[Dataset items]
::::

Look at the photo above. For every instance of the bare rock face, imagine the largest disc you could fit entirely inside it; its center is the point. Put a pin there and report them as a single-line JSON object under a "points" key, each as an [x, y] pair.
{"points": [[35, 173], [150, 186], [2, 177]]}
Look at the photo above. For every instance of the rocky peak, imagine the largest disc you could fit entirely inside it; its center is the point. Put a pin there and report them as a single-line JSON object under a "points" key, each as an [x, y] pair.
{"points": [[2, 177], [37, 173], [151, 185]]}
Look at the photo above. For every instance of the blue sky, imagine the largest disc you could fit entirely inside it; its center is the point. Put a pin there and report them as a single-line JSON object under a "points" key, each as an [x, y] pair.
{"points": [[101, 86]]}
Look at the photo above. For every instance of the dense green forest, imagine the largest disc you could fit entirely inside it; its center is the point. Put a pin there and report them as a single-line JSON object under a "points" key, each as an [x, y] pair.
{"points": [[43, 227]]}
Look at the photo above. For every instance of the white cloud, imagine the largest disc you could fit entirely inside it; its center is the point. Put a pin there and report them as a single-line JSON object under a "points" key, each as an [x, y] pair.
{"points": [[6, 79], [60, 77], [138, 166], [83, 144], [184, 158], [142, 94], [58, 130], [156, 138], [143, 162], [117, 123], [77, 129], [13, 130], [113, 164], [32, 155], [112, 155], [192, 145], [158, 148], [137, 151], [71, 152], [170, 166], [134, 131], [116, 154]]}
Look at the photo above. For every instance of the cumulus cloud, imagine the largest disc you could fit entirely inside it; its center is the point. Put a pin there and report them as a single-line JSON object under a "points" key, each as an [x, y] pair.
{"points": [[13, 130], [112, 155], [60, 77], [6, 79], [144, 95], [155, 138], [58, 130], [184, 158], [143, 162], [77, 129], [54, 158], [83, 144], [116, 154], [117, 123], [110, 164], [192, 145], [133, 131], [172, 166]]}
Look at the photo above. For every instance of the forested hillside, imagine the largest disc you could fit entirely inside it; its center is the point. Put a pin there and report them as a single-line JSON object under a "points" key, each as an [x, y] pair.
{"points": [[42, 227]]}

::::

PROBLEM TO WORK ON: Each record above must be restated in full, word for word.

ANSWER TO THIS PROBLEM:
Look at the photo above. For every instance of the bare rock face, imagine the largest disc you could fit entirely inside it; its center is the point. Put a pin there and report them as a single-line JSON object under a "points" key, each as an [x, y] pair.
{"points": [[35, 173], [150, 186], [2, 177]]}
Look at the photo above. For every instance of the rocky peak, imagine the largest disc you could fit entirely inside it; its center is the point. Put a pin there and report them as a single-line JSON object under a "points" key, each as an [x, y] pair.
{"points": [[2, 177], [37, 173], [151, 185]]}
Look at the photo above. For every instance of the blue sky, imagine the largest disc you could fit entirely inside it; its center is the point. Put a pin there and report them as a single-line JSON object under a "points" key, each as an [x, y] pair.
{"points": [[101, 86]]}
Look at the photo above. For every instance of the dense green forest, imagine the largest disc you could fit entirely inside it; its center is the point. Put a pin there and report them as a single-line JSON object under a "points" key, each as an [x, y] pair.
{"points": [[43, 227]]}
Look at the photo above. For every instance of the white cloud, imagine the largest disc you could fit entirely inside it; its center is the point. Put a pin there and report them as a single-line JSON object under a "points" key, each as an [x, y] pair.
{"points": [[6, 79], [60, 77], [138, 166], [83, 144], [184, 158], [142, 94], [58, 130], [156, 138], [143, 162], [117, 123], [77, 129], [13, 130], [113, 164], [32, 155], [112, 155], [192, 145], [158, 148], [137, 151], [71, 152], [170, 166], [134, 131], [116, 154]]}
Look at the photo above. For every instance of the cumulus cloud, imagine the largest disc you could fit entirely inside it; its center is the point. Put a pin there and report them as a single-line JSON object under a "points" key, each as an [x, y] pair.
{"points": [[13, 130], [112, 155], [60, 77], [6, 79], [144, 95], [155, 138], [58, 130], [184, 158], [143, 162], [77, 129], [54, 158], [83, 144], [116, 154], [117, 123], [110, 164], [192, 145], [133, 131], [172, 166]]}
Look at the photo above. For every instance of the forested hillside, imagine the largest disc you could fit entirely inside it; its center is the point. Put a pin there and report them as a single-line JSON object under a "points" key, each as an [x, y] pair.
{"points": [[42, 227]]}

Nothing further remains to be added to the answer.